■ TEXT SEGMENT ■
((

Figure 5 The top row shows the spatial averages of 1987–2011 annual precipitation for the WRF, PRISM, Newman, and Livneh datasets for the entirety of the inner WRF model domain at each respective data resolution. Topography at WRF and the coarsest product resolution are also shown (far left column; second and third rows). The difference and percent difference between each product and WRF are shown in the second and third rows.

3.3 Regional comparison of WRF and gridded datasets

Three gridded precipitation datasets, namely the PRISM (4 km or ∼ $\mathrm{1}/\mathrm{25}$^∘), Livneh ($\mathrm{1}/\mathrm{16}$^∘), and Newman ($\mathrm{1}/\mathrm{8}$^∘) products, are compared in Fig. 5 for water years between 1987 and 2012, as this is the time frame for which all data products are available. WRF is treated as the reference dataset, and the difference and percent error between each product are compared at the resolution of the coarsest product. For ease of comparison, we also bilinearly interpolate the curvilinear 1 km regular WRF grid onto a 0.01^∘ regular latitudinal and longitudinal grid. The differences in topography between the high-resolution WRF grid and the coarsest grid (0.125^∘) are also shown. The comparison of the water-year-averaged precipitation (1987–2012) shows significant differences between WRF and the gridded datasets, which are on the order of plus or minus 25 % and up to 400 mm in some regions. The differences among the gridded datasets are smaller, in particular between PRISM and Livneh. In general, WRF shows systematically less precipitation in the San Juan Mountains, Front Range, and Elk Mountains but sometimes more in the valleys and plateaus between ranges. PRISM shows a noticeable region of enhanced precipitation in the middle of the Elk Mountains (not far from the ERW) that is not as pronounced in the other geostatistical products. The differences between WRF and Newman are broadly similar to the other products, though WRF shows more precipitation in the southwestern corner of the domain around the Sangre de Cristo Mountains, whereas the opposite is true when compared against the other products. The mountain range is narrow and not well captured by the coarse scale of the topography at the 0.125^∘ resolution.

))

■ RECORD LIST ■
((

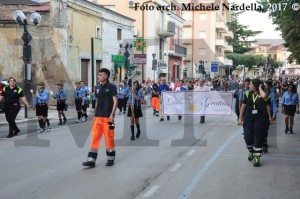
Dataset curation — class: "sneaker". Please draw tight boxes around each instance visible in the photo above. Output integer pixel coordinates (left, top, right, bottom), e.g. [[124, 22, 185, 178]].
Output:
[[284, 129, 289, 134], [38, 128, 45, 133], [82, 161, 96, 168], [263, 146, 269, 153], [14, 129, 20, 136], [75, 119, 81, 123], [136, 130, 141, 138], [248, 152, 254, 161], [253, 156, 260, 167], [130, 135, 135, 141], [105, 160, 115, 167]]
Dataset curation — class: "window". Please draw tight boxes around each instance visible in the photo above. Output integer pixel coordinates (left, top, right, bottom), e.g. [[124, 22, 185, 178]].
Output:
[[199, 31, 207, 38], [199, 48, 206, 55], [96, 26, 102, 38], [199, 13, 207, 21], [117, 28, 122, 41]]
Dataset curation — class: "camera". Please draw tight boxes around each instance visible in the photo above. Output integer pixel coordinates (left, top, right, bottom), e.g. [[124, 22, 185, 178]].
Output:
[[107, 122, 115, 130]]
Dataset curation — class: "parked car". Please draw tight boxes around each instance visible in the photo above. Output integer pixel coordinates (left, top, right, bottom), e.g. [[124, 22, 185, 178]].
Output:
[[0, 77, 8, 112]]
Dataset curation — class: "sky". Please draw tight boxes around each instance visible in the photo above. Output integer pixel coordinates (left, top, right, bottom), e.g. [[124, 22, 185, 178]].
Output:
[[228, 0, 282, 40]]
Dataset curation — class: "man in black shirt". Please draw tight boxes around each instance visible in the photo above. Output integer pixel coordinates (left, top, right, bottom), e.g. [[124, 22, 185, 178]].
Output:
[[151, 79, 160, 117], [0, 77, 29, 138], [82, 68, 118, 167]]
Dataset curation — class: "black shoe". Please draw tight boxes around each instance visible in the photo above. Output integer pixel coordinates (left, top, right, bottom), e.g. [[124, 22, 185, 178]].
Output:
[[263, 146, 268, 153], [284, 129, 289, 134], [105, 160, 115, 167], [130, 135, 135, 141], [14, 129, 20, 136], [82, 161, 96, 168], [136, 130, 141, 138]]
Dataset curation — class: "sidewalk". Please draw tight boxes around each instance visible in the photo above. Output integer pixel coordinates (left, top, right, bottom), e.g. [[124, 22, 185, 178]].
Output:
[[0, 106, 81, 126]]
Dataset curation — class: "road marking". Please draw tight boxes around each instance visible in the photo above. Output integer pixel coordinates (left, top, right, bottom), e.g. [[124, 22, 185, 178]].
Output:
[[222, 154, 300, 161], [178, 133, 238, 199], [186, 149, 196, 156], [143, 185, 159, 198], [170, 163, 182, 172]]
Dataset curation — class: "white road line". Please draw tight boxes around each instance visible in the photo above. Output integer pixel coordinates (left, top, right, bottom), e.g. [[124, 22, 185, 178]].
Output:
[[143, 185, 159, 198], [186, 149, 196, 156], [170, 163, 182, 172]]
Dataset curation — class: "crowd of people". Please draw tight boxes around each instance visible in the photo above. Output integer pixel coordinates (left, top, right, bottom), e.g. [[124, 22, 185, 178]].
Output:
[[0, 71, 299, 167]]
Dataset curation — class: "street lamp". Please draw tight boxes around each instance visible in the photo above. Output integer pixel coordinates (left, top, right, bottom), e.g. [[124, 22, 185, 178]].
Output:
[[152, 53, 157, 81], [120, 43, 132, 81], [13, 10, 42, 118]]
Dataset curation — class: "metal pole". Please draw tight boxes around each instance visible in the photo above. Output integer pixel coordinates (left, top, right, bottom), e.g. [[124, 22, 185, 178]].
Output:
[[91, 37, 95, 88]]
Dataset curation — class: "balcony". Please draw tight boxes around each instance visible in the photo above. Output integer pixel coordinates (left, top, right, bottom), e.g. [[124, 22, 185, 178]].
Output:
[[216, 39, 226, 48], [175, 44, 186, 57], [157, 21, 175, 37], [224, 58, 233, 66], [182, 39, 192, 45], [216, 21, 227, 32], [216, 56, 224, 63], [183, 20, 193, 27], [225, 30, 233, 39], [183, 55, 192, 62]]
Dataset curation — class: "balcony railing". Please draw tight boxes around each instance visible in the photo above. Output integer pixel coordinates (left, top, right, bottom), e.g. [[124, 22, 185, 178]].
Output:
[[175, 45, 186, 57], [157, 21, 175, 37]]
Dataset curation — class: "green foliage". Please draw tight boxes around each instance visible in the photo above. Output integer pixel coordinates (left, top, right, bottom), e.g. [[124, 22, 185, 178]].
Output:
[[257, 0, 300, 63]]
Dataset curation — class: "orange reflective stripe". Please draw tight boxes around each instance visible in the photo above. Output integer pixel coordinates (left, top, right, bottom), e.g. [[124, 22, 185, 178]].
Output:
[[90, 117, 115, 150]]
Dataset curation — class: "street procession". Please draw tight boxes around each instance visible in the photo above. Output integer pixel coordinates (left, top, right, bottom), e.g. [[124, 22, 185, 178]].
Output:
[[0, 0, 300, 199]]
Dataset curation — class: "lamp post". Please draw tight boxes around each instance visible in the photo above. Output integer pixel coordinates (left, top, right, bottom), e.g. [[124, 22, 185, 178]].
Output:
[[120, 43, 132, 82], [13, 10, 42, 118], [152, 53, 157, 81]]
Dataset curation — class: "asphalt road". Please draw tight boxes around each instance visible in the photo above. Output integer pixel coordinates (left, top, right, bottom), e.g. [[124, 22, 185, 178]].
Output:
[[0, 107, 300, 199]]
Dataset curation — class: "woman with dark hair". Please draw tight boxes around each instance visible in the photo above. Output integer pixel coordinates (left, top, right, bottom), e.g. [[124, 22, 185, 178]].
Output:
[[239, 79, 271, 167], [281, 84, 299, 134], [127, 81, 143, 140]]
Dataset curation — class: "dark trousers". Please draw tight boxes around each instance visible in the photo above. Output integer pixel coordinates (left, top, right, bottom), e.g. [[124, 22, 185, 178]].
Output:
[[5, 105, 21, 135], [118, 98, 125, 112], [243, 116, 268, 156], [123, 97, 128, 112]]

))

■ REQUIRED WORK ■
a) Write out the precipitation-comparison text between "Figure 5 The top" and "and third rows.", inclusive, word for word.
b) Extend the text comparing WRF with the gridded precipitation datasets, picking up after its final sentence.
The rows play no part in what follows.

■ THE REPLIES ■
a)
Figure 5 The top row shows the spatial averages of 1987–2011 annual precipitation for the WRF, PRISM, Newman, and Livneh datasets for the entirety of the inner WRF model domain at each respective data resolution. Topography at WRF and the coarsest product resolution are also shown (far left column; second and third rows). The difference and percent difference between each product and WRF are shown in the second and third rows.

b)
Figure 6 Average annual precipitation versus elevation for WRF and PRISM for the entire WRF domain (a, b) and the ERW (c, d). Rolling means (solid lines) are shown. For comparison, constant OPG lines from Eq. (1), using a starting value of 300 mm at 2500 m of elevation, are also plotted.

Comparing precipitation as a function of terrain elevation (Fig. 6) shows that WRF typically has less precipitation at the highest elevations (greater than 3350 m) compared to PRISM and that the two datasets disagree the most in regions that are poorly sampled by SNOTEL locations (the SNOTEL maximum elevation is 3500 m). Livneh and Newman were also examined as functions of height but were ultimately very similar to the PRISM pattern and are not shown. PRISM has a more skewed distribution at higher elevations in addition to higher maxima than WRF. Both datasets show a clear rain-shadowing effect between 2250–2400 m, corresponding with the region to the east of the San Juan Mountains in the southeastern corner of the domain, although PRISM is drier than WRF (Fig. 5).

Figure 7 ERW annual precipitation by water year (1987–2020) for WRF and PRISM, Livneh, and Newman precipitation products.

3.4 ERW precipitation analysis and reconstruction

To better understand the patterns and processes at the watershed scale, we examine precipitation estimates across the ERW. Unlike the regional comparisons, each product has been bilinearly interpolated to the 1 km × 1 km WRF grid. Figure 7 shows the clear effect of the resolution on the precipitation reconstruction in the ERW, as the Newman and Livneh datasets have much coarser textures than the others and do not reflect the underlying terrain very well. However, the ERW mean precipitation between Livneh and Newman is ultimately quite similar to PRISM, so consequently only PRISM and WRF are compared subsequently. WRF shows significantly less precipitation than any other product, particularly in the mid-1990s to early 2000s.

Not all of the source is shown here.